| WORK TO COMPLETE |
**1)** In the small-cap interview, how did the second quarter of 2020 rank in the history of the Russell 2000?
**2)** Extend the small-cap interview past its last sentence.

| PAGE EXTRACT |
::::
2Q20 Small-Cap Interview—Royce
article 07-08-2020

Reconciling a Robust Market And a Weak Economy

Chuck Royce and Francis Gannon discuss 2Q20's robust recovery and how they're investing in an uncertain environment.


Were you expecting such a strong rally in 2Q20?

Chuck Royce Based on my experiences investing through many different cycles, I was anticipating a positive recovery, particularly for small-caps. The strength of the recovery, however, was even greater than I was expecting—just as the depth of the decline was. The second quarter was a really good one for small-cap stocks—the third-best quarter in the history of the Russell 2000. Of course, since the first quarter was the worst in the more-than-40-year history of the index, an almost equally extreme recovery was not unusual.

Do you think the Fed’s actions have made a difference this year?

Francis Gannon Absolutely. I think the Fed’s decision to act quickly and effectively to keep the financial system liquid, and therefore help keep companies in business, played an important role in the strength and speed of the market’s recovery. I would also say that the Fed’s decisive, unprecedented, and, in my view, necessary interventions may not yet be fully appreciated—in particular, its decision to provide funds to Main Street. Even in this unique context, however, stocks behaved in a historically familiar fashion. Performance was consistent with previous rebounds from recessions and other bear market periods. Micro-caps beat small-caps in the second quarter, and small-caps beat large-caps, which was a mirror image of the first quarter’s results. So I agree with Chuck—the returns were higher than we were anticipating while the pattern of returns was in line with what we’ve seen historically.
::::
| ENTRIES PROVIDED |
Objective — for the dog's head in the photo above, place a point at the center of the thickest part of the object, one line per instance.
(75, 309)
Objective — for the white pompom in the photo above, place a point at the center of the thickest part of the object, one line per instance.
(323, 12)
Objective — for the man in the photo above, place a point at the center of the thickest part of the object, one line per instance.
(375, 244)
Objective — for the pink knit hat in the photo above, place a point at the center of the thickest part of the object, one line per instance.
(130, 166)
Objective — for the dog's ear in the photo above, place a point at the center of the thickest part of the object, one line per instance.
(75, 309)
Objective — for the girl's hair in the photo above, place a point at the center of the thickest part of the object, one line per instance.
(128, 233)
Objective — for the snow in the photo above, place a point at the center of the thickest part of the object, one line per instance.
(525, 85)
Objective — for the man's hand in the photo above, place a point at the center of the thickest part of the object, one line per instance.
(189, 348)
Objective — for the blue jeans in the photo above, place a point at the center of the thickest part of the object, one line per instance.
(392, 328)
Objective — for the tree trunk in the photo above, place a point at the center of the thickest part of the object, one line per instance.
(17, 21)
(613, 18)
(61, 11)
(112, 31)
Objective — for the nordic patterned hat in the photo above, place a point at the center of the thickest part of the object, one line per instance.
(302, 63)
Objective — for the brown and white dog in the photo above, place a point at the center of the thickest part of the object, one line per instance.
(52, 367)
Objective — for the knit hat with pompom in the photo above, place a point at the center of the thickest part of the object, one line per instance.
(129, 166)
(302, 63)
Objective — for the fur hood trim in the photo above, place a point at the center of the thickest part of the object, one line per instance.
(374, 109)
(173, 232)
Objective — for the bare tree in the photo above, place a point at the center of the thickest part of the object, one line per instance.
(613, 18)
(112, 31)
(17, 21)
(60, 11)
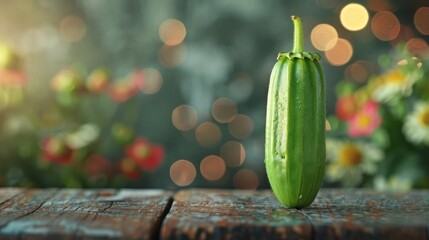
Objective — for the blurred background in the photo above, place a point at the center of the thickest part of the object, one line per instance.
(172, 94)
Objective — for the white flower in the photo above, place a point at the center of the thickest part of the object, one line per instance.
(416, 126)
(348, 161)
(395, 83)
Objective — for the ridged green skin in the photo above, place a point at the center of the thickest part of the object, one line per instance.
(295, 128)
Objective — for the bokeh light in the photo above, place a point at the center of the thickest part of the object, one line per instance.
(182, 172)
(359, 71)
(171, 56)
(354, 17)
(72, 28)
(327, 3)
(417, 46)
(341, 53)
(324, 37)
(233, 153)
(245, 179)
(172, 32)
(385, 26)
(241, 126)
(224, 110)
(379, 5)
(421, 20)
(212, 168)
(152, 81)
(184, 117)
(208, 134)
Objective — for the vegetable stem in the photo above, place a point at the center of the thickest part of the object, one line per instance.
(298, 36)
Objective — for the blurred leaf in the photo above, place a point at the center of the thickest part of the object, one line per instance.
(344, 88)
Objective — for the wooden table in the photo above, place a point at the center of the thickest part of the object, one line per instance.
(209, 214)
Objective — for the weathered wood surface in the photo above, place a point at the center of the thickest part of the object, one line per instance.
(209, 214)
(336, 214)
(82, 214)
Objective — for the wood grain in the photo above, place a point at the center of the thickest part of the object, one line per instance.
(89, 214)
(223, 214)
(336, 214)
(368, 214)
(209, 214)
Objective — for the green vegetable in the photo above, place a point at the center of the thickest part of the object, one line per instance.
(295, 125)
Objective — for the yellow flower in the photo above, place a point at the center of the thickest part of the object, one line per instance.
(349, 161)
(416, 126)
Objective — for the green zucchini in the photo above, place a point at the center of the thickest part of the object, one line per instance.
(295, 125)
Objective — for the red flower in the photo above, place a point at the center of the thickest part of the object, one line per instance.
(55, 150)
(364, 122)
(346, 107)
(147, 156)
(130, 169)
(67, 80)
(97, 165)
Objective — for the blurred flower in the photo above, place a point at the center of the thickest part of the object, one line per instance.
(137, 79)
(147, 156)
(394, 183)
(346, 107)
(98, 166)
(8, 58)
(66, 80)
(15, 124)
(365, 121)
(98, 80)
(85, 135)
(122, 133)
(394, 84)
(55, 150)
(130, 169)
(12, 78)
(416, 126)
(349, 161)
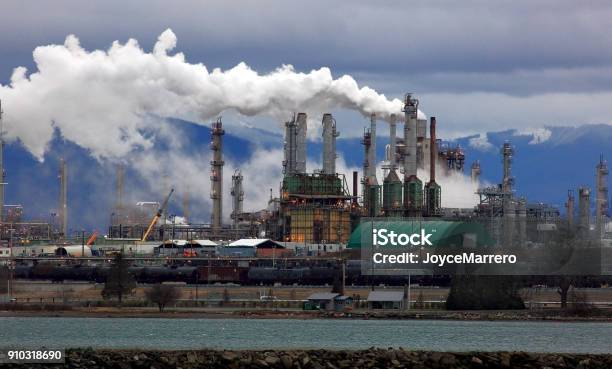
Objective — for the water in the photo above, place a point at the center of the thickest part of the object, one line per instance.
(437, 335)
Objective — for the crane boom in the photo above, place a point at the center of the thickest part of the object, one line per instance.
(158, 215)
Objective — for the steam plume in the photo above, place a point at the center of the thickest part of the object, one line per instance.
(104, 100)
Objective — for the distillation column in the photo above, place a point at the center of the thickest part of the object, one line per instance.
(601, 199)
(433, 192)
(216, 176)
(392, 185)
(329, 144)
(475, 172)
(2, 172)
(413, 187)
(300, 158)
(63, 203)
(237, 197)
(569, 208)
(290, 149)
(584, 210)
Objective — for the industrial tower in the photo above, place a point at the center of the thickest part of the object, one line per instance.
(237, 197)
(433, 191)
(329, 144)
(413, 187)
(216, 176)
(63, 203)
(601, 199)
(2, 172)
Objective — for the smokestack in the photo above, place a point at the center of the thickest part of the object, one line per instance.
(475, 172)
(301, 143)
(569, 208)
(289, 164)
(186, 205)
(392, 142)
(601, 199)
(119, 213)
(507, 180)
(584, 209)
(329, 144)
(2, 173)
(433, 152)
(237, 197)
(355, 186)
(413, 187)
(433, 192)
(410, 137)
(63, 205)
(372, 153)
(217, 175)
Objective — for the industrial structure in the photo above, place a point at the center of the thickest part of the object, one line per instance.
(63, 199)
(216, 176)
(317, 208)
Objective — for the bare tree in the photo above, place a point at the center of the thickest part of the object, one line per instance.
(162, 295)
(119, 281)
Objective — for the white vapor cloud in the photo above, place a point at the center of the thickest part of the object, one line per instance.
(102, 100)
(539, 135)
(481, 142)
::::
| EXPECTED RESPONSES |
**1)** It was the third-best quarter in the index's history.

**2)**
Mirror Images: 2020 Quarterly Returns by Market Cap
2Q20’s gains were nearly the reverse of 1Q20’s losses


Past performance is no guarantee of future results.

Did other factors play out as you thought they would?

CR Yes, we saw a familiar return pattern extend to other factors in the second quarter, such as cyclicality and perceived riskiness. Cyclicals beat defensives, higher-leverage stocks outperformed lower-leverage issues, lower-quality stocks (which we measure by return on equity and return on invested capital) edged higher-quality names, and non-dividend payers outpaced dividend payers.

Were there any exceptions to this pattern?

FG We did see one, which I think was a consequence of the Fed putting all of that liquidity into the system. With more than enough capital available for investment, investors first flocked to higher-growth companies, leaving cyclical stocks to play catch-up, which they began to do from mid-May through the end of June. This was somewhat surprising in that we would usually expect cyclicals to make a strong move off the bottom. They did, however, do very well from mid-May through the end of June. From May 15th through the end of June, small-cap cyclicals nearly doubled the return for defensives, up 18.1% versus 9.5%. And of course a double-digit result over six weeks is a really impressive move.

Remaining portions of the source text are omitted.